Document excerpt:
····················
Mime-Version: 1.0 (Mac OS X Mail 13.4 \(3608.120.23.2.4\))
From: Jeffrey Haas <jhaas@pfrc.org>
In-Reply-To: <CANJ8pZ_02njLOJxJPAW4vT3q0EPGB6WY1ZGemQpfiXNMhadb6A@mail.gmail.com>
Date: Thu, 17 Dec 2020 09:34:30 -0500
Cc: Job Snijders <job@sobornost.net>, idr@ietf.org
Message-Id: <6C03CB89-E307-4803-90B1-A817D0AE16B8@pfrc.org>
References: <CANJ8pZ_02njLOJxJPAW4vT3q0EPGB6WY1ZGemQpfiXNMhadb6A@mail.gmail.com>
To: Enke Chen <enchen@paloaltonetworks.com>
X-Mailer: Apple Mail (2.3608.120.23.2.4)
Archived-At: <https://mailarchive.ietf.org/arch/msg/idr/I0-pImSnqYNoSsKUcmQqPy3vEuU>
Subject: Re: [Idr] TCP & BGP: Some don't send terminate BGP when holdtimer expired, because TCP recv window is 0
X-BeenThere: idr@ietf.org
X-Mailman-Version: 2.1.29
Precedence: list
List-Id: Inter-Domain Routing <idr.ietf.org>
List-Unsubscribe: <https://www.ietf.org/mailman/options/idr>, <mailto:idr-request@ietf.org?subject=unsubscribe>
List-Archive: <https://mailarchive.ietf.org/arch/browse/idr/>
List-Post: <mailto:idr@ietf.org>
List-Help: <mailto:idr-request@ietf.org?subject=help>
List-Subscribe: <https://www.ietf.org/mailman/listinfo/idr>, <mailto:idr-request@ietf.org?subject=subscribe>
X-List-Received-Date: Thu, 17 Dec 2020 14:34:31 -0000

Enke,

Indirectly you are pointing out that an application at the end of a socket is loosely coupled to the TCP state of a session, at best.

This loose coupling gets even messier when you're on a "real" router with staged host paths, NSR features, etc.

For daemons that are roughly Unix, the usual pattern is likely "if your socket is blocked for the requisite period of time, peek into the TCP state, then decide whether to abruptly hangup or not".
····················
Collected data:
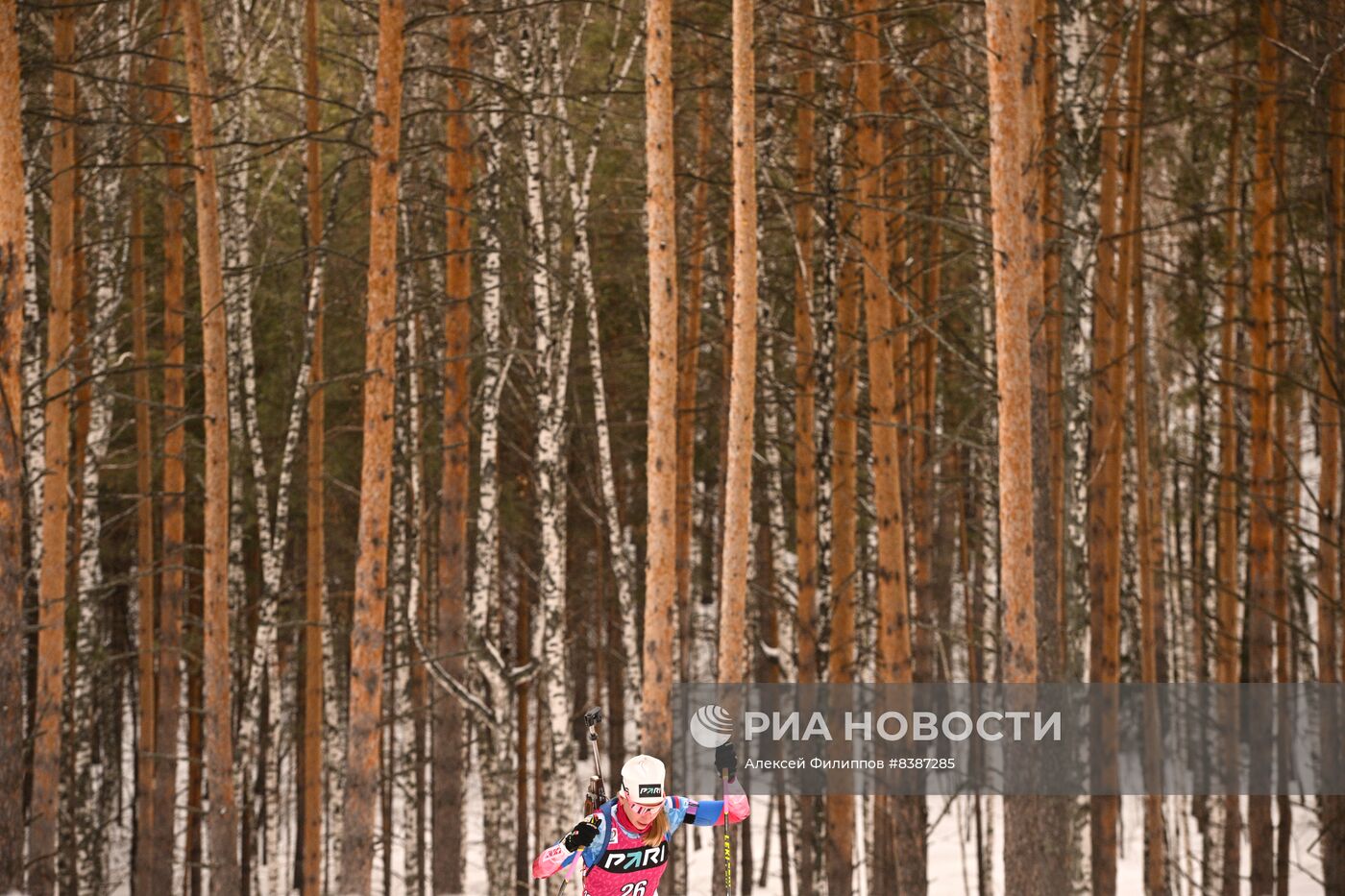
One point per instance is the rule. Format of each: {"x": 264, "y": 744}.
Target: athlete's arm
{"x": 705, "y": 812}
{"x": 562, "y": 853}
····················
Stated goal 1: Name every header field in the email about BGP hold timers and TCP that begins with "List-".
Stated goal 2: Write the next few sentences of the email about BGP hold timers and TCP, picking up after its final sentence.

Exercise response 1: List-Id, List-Unsubscribe, List-Archive, List-Post, List-Help, List-Subscribe

Exercise response 2:
The scenarios we've discussed haven't even gotten into the esoteric problems such as SOME types of TCP/IP packets might get through, but not others.  Two ready examples from my career include bugs in TCP-MD5 where a specific bit of data was mis-signed and wedged the TCP window, and a particular network I dealt with that IP checksumming issues that caused long-lived TCP sessions to die in it.  Another many of us have seen is path MTU discovery hiccups that result in wedged sessions.  

Middleboxes of all sorts, including security THINGs, only make this stuff worse.

-- Jeff

> On Dec 16, 2020, at 9:40 PM, Enke Chen <enchen@paloaltonetworks.com> wrote:
> 
> Regarding the patch for openBGPD pointed out by Job, I do not think it would work. When the TCP rcv window from the remote is 0, the BGP keepalive can still be queued to the socket buffer. It can take a long time for the socket buffer to be filled up by BGP keepalives.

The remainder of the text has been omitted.